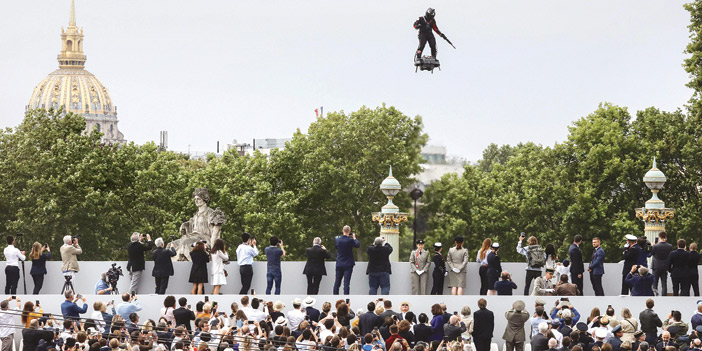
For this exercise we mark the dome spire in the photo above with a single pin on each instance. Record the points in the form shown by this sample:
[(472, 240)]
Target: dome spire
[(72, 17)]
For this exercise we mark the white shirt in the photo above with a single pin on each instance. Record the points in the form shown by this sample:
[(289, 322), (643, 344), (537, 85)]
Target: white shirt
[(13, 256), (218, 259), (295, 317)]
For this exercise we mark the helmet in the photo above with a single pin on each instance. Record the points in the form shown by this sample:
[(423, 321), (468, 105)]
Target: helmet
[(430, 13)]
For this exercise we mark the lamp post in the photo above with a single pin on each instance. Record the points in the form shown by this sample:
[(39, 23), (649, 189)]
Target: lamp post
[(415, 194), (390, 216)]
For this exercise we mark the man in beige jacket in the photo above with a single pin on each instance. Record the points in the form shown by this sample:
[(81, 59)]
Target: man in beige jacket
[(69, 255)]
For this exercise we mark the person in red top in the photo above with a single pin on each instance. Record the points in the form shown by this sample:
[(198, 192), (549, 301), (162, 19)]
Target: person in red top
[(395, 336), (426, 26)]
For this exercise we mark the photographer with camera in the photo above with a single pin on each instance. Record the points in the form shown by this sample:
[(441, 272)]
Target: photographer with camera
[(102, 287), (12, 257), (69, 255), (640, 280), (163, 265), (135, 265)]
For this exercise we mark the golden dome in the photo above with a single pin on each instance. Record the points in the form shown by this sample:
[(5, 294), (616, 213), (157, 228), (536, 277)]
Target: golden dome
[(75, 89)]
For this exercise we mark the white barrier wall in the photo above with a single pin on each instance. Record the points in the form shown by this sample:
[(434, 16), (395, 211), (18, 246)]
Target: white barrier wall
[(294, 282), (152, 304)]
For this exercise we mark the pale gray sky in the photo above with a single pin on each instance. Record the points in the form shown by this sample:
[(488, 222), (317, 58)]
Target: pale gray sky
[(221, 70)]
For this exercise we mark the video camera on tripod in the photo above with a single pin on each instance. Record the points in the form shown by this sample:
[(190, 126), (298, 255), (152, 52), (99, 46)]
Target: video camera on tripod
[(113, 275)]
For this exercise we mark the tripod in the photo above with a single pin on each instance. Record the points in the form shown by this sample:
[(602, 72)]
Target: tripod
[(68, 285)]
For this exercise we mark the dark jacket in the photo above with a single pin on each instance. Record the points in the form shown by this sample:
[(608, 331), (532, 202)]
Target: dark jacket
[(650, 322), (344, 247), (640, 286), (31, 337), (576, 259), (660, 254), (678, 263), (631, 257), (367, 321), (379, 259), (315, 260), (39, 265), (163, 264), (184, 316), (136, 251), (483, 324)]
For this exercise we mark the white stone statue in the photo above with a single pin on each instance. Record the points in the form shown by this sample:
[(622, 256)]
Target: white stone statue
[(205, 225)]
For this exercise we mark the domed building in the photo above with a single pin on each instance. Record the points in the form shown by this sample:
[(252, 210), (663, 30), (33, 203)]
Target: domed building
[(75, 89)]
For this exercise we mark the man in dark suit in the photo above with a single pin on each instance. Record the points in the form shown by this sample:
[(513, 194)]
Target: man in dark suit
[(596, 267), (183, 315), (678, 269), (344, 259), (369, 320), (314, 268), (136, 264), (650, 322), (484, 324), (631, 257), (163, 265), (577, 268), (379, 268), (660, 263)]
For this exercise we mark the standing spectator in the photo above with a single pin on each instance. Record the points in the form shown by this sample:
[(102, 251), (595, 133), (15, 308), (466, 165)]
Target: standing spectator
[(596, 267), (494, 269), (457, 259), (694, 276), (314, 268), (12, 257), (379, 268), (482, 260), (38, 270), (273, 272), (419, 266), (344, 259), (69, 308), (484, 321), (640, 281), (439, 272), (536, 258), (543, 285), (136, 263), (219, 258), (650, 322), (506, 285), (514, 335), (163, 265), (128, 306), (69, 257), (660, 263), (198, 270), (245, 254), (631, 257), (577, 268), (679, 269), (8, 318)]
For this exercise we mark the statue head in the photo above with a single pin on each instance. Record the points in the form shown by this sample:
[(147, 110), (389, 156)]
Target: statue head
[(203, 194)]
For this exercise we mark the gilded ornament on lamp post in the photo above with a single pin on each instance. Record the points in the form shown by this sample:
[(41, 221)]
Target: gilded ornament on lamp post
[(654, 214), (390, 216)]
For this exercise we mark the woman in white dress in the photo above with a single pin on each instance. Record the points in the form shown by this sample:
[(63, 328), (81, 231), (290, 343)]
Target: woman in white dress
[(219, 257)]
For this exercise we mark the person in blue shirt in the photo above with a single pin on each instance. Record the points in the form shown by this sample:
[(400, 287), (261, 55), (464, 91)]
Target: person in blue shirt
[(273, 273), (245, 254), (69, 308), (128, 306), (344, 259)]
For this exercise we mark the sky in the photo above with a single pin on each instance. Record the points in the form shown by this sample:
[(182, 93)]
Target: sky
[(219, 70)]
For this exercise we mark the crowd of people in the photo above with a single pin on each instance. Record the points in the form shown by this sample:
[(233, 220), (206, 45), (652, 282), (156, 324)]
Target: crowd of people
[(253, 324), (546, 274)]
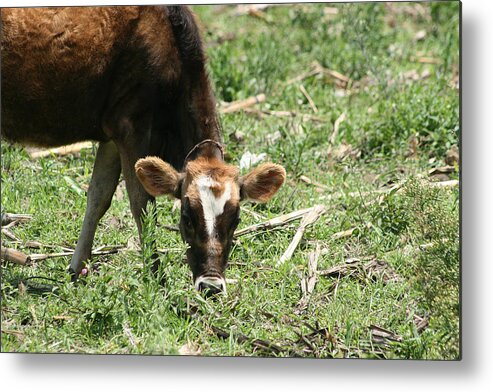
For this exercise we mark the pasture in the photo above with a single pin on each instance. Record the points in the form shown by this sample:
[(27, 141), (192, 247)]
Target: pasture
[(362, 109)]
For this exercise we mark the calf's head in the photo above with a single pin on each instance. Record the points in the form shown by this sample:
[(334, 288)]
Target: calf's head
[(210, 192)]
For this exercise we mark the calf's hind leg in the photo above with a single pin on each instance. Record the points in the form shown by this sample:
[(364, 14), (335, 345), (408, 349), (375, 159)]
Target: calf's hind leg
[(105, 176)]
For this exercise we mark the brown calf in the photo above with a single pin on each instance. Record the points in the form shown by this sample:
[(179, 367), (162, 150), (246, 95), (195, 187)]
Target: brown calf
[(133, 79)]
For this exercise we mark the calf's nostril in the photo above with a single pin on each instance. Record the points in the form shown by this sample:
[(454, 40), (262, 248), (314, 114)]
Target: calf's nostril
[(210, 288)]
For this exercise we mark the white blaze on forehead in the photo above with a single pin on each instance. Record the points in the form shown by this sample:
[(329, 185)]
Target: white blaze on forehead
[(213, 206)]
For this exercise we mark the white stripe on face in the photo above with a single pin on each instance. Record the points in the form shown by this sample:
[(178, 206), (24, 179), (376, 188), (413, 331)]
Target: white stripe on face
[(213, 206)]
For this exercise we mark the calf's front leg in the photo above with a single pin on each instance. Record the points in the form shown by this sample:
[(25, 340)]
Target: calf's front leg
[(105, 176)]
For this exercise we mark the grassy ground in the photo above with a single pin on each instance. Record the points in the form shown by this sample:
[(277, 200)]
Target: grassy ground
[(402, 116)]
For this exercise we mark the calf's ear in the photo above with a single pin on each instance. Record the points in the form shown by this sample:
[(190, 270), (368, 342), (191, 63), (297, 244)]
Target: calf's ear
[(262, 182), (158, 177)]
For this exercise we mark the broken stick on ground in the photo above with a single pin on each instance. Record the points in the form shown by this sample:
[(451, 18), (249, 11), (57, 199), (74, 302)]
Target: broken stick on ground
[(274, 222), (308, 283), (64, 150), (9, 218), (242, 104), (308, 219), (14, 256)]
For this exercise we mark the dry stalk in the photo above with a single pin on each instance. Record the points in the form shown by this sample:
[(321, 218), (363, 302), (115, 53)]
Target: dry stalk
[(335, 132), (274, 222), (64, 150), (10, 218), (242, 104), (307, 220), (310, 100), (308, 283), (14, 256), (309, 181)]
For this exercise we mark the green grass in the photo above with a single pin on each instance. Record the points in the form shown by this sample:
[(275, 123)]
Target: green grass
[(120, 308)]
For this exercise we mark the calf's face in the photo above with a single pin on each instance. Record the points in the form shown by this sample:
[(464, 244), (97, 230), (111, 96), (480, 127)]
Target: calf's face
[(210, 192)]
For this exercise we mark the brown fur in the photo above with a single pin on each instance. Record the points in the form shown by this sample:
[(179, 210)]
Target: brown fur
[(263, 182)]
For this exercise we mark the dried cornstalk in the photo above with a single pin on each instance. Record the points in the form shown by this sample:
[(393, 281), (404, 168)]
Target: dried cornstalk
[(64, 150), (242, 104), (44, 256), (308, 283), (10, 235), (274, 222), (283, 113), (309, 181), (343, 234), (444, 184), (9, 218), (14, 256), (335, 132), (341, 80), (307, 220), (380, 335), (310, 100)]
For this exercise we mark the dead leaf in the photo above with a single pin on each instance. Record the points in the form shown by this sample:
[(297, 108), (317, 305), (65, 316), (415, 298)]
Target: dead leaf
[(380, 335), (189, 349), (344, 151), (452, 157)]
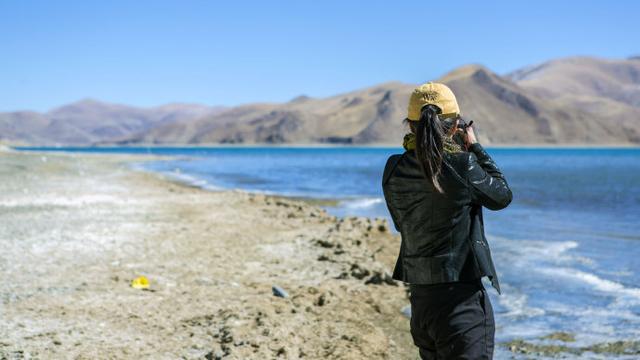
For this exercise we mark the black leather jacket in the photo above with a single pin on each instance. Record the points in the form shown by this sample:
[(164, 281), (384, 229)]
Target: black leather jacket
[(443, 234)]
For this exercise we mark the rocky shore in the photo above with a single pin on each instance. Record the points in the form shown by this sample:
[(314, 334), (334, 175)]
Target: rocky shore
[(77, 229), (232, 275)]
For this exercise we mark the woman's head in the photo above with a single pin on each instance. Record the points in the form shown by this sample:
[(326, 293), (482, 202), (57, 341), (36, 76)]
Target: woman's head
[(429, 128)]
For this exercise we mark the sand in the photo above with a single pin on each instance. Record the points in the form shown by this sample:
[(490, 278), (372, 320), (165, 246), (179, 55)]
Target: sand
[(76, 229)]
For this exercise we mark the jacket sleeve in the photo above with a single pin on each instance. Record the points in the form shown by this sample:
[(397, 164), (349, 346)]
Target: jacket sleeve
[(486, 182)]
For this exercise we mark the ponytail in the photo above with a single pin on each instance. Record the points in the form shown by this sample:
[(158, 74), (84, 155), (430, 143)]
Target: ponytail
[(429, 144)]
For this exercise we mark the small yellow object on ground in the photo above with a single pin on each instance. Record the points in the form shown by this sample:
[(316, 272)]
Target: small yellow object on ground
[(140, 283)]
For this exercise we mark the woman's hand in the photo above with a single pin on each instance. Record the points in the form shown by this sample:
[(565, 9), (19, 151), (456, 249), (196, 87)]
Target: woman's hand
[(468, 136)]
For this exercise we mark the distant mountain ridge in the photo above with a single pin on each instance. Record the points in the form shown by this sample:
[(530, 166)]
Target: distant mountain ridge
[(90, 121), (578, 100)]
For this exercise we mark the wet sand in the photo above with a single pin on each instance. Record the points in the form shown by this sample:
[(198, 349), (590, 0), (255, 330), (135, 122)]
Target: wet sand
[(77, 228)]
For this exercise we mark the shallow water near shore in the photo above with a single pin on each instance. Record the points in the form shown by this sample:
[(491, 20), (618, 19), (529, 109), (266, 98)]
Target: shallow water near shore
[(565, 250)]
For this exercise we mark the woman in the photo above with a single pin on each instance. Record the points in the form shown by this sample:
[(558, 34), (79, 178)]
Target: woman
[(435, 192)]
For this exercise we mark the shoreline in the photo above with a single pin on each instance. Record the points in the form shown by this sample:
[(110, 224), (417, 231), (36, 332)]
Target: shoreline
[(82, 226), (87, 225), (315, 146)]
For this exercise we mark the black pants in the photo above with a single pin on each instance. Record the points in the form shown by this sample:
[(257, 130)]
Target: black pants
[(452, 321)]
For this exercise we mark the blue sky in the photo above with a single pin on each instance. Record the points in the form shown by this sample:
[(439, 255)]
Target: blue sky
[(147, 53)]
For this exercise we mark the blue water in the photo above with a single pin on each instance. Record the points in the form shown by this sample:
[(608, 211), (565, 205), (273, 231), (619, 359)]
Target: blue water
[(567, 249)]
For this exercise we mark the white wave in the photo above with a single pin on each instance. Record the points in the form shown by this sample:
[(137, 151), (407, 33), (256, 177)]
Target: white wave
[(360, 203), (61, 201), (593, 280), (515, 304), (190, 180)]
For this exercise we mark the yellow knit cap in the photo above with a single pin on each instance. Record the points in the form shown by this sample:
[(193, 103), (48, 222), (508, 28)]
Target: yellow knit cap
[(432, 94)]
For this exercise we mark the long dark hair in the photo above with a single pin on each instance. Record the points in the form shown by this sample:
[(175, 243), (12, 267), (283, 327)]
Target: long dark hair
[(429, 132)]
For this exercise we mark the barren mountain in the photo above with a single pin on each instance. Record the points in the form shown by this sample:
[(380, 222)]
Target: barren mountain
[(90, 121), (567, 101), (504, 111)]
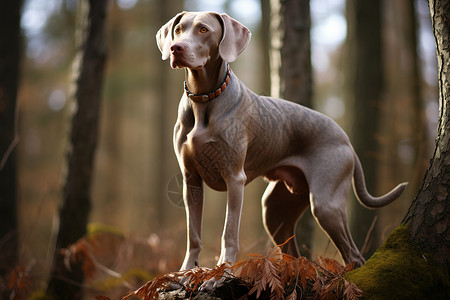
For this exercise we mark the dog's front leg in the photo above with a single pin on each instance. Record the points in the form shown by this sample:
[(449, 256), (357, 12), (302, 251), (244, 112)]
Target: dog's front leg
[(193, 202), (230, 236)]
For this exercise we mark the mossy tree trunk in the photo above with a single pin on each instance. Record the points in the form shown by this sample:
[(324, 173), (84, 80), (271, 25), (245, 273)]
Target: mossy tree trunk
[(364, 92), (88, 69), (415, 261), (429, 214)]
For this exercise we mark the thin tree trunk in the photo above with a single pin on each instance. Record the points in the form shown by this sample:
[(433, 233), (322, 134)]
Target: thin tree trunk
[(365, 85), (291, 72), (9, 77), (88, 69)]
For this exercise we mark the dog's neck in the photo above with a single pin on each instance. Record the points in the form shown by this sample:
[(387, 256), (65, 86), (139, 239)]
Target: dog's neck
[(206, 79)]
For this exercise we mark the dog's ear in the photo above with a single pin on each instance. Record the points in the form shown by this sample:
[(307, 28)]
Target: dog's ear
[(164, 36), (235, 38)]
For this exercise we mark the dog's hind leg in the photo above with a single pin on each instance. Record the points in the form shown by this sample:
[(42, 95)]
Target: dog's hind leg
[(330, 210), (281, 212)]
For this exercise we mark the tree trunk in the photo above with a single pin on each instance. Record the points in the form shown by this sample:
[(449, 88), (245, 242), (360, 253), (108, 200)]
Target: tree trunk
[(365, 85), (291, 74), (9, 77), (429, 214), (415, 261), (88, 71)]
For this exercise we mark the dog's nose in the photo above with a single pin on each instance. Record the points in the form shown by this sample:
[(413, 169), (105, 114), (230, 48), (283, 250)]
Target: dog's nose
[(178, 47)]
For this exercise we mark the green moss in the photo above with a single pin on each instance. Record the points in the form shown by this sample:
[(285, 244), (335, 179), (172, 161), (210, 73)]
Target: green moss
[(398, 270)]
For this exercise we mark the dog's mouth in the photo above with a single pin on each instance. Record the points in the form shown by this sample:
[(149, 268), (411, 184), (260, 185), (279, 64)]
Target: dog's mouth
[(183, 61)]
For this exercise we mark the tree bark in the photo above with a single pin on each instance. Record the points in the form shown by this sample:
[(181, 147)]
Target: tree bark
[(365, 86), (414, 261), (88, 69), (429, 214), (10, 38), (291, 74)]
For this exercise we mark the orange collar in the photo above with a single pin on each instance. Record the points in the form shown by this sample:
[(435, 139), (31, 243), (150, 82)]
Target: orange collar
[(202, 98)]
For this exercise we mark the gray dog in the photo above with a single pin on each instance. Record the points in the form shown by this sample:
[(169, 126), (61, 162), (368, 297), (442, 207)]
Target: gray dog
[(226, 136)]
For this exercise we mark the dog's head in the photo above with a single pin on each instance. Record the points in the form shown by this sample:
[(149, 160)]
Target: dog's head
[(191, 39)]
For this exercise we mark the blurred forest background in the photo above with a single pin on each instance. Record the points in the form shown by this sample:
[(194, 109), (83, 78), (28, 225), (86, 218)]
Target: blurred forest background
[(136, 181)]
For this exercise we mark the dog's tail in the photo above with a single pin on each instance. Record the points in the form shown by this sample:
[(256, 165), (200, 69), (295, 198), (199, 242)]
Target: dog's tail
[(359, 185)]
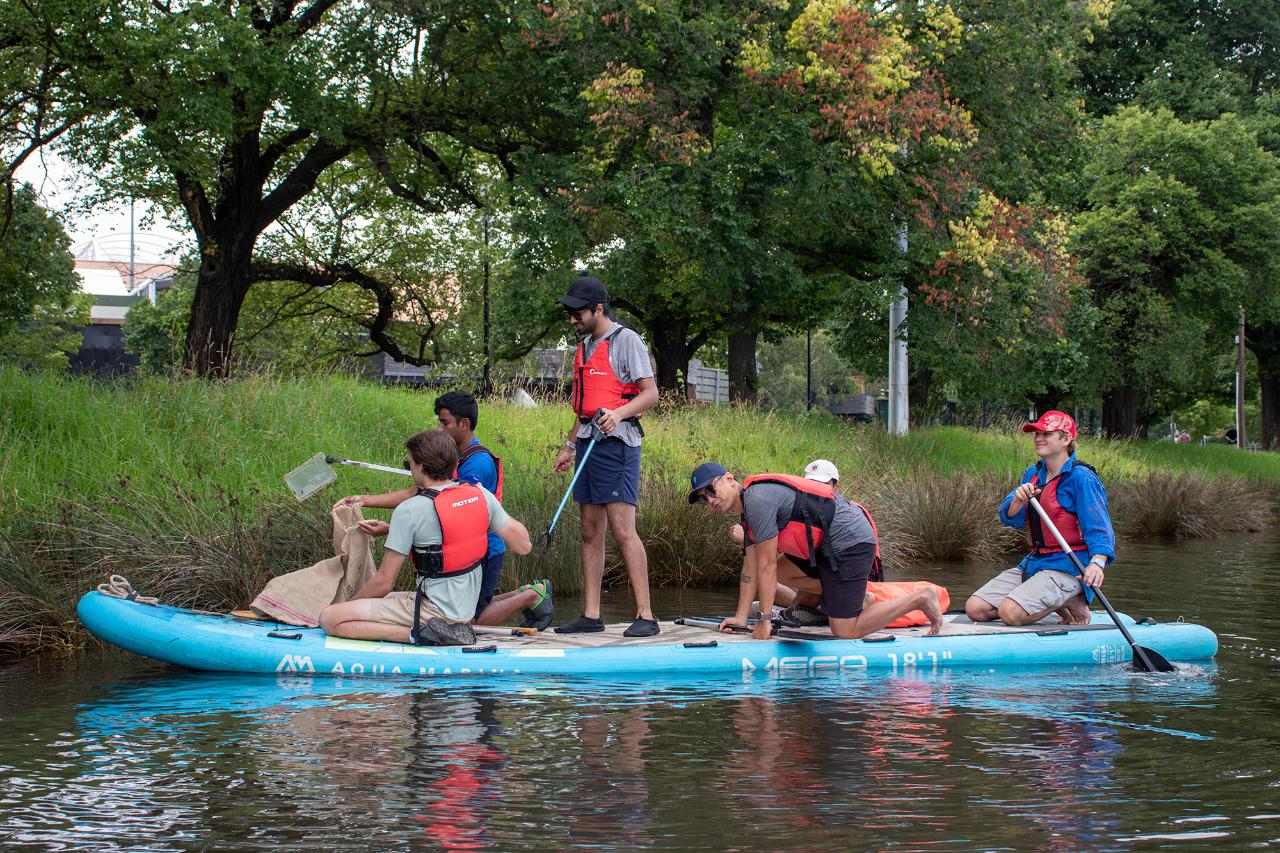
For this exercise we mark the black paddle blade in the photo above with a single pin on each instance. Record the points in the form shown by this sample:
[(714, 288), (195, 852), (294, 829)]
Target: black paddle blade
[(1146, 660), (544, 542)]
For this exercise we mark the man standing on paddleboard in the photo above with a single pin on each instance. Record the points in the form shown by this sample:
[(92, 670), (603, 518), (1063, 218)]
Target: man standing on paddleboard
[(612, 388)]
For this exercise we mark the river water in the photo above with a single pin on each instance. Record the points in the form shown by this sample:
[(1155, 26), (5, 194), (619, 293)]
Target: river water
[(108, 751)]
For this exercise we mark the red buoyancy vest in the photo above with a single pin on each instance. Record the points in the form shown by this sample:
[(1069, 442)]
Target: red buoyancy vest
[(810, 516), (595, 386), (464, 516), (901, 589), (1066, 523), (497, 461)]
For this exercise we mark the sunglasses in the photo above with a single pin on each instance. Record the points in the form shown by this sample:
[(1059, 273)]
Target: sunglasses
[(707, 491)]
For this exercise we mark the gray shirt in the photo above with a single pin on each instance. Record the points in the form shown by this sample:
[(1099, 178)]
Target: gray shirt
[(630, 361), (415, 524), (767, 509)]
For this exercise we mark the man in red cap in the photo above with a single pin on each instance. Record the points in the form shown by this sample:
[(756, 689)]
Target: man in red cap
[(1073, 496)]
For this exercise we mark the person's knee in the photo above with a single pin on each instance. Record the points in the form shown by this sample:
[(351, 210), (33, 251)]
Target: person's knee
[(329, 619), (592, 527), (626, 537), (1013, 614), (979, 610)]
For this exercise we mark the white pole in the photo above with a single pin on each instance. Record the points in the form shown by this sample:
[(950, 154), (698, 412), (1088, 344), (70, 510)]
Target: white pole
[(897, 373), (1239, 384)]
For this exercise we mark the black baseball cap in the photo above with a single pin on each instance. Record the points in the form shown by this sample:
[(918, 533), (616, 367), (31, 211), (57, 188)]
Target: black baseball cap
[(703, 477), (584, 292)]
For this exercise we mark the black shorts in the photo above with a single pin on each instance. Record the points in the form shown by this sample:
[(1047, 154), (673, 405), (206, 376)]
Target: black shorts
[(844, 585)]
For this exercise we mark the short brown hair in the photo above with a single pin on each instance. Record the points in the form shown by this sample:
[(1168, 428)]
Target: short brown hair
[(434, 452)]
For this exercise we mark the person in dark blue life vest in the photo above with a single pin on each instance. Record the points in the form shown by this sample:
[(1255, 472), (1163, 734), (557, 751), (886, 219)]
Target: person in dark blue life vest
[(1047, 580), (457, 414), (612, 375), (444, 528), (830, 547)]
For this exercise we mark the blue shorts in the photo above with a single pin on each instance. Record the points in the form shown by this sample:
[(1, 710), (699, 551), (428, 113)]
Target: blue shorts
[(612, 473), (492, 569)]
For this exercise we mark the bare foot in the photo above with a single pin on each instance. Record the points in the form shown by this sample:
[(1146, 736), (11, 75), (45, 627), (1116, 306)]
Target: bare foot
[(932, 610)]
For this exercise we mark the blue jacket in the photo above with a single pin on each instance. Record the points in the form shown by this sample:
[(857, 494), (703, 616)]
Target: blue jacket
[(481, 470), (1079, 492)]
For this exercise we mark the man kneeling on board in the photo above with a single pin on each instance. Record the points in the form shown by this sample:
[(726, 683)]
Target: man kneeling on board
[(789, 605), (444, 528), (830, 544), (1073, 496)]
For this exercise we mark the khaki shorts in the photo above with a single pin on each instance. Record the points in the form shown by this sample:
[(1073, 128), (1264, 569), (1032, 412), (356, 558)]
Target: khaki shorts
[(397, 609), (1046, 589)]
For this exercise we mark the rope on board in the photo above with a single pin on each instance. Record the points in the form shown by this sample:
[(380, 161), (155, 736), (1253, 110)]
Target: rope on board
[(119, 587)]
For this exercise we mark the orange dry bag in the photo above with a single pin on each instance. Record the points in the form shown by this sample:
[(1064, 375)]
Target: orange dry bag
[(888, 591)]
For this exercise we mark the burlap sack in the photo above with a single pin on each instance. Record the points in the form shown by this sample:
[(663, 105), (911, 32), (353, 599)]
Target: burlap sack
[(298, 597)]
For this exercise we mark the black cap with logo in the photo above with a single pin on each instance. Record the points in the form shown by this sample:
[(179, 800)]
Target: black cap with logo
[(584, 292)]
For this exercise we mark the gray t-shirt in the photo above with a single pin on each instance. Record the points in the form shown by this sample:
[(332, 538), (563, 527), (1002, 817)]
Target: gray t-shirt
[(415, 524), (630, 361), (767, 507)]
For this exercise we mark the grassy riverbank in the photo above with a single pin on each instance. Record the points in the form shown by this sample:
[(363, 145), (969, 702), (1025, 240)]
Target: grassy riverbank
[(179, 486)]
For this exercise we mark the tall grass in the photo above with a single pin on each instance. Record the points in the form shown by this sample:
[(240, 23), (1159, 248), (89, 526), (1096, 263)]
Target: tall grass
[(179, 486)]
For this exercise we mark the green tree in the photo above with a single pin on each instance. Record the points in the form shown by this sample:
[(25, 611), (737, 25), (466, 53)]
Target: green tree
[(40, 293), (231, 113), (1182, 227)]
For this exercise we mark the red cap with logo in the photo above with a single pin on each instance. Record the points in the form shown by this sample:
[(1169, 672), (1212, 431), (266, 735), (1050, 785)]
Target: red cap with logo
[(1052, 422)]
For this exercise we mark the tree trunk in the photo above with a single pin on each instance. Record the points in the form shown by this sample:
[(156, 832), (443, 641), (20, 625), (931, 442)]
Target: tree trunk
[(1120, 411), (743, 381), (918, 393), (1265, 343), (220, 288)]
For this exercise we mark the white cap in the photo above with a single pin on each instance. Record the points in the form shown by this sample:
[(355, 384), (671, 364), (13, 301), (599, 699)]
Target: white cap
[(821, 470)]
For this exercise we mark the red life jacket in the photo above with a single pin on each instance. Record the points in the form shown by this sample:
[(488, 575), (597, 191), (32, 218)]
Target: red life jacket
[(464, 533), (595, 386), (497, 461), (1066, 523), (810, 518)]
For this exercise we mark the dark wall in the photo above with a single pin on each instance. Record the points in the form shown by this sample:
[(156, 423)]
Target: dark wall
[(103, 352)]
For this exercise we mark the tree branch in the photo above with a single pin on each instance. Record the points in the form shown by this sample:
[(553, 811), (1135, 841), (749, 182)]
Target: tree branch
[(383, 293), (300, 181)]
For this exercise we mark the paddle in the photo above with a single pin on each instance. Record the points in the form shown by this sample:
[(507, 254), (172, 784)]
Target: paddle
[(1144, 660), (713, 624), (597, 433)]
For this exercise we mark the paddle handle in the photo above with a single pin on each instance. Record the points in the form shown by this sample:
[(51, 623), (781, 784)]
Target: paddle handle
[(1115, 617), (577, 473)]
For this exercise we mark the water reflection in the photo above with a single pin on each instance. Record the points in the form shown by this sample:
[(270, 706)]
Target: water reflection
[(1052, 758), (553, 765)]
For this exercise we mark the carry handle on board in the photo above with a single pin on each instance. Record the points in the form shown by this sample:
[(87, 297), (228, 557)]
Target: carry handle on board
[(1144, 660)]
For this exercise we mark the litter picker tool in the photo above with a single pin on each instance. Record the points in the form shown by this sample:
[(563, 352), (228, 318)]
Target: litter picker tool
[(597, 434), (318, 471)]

+--

§ **Instructions for the task**
Output only the lines from the one containing "Target: carry handle on board" through the end of the material, please, exactly as they appear.

§ **Response area**
Target: carry handle on board
[(1144, 660)]
For this exercise we mark the litter picker tool in the photo above with a single pin on each instance. Record the points in the form shown by this sample:
[(563, 352), (228, 318)]
Target: litter picker tool
[(597, 434), (318, 471)]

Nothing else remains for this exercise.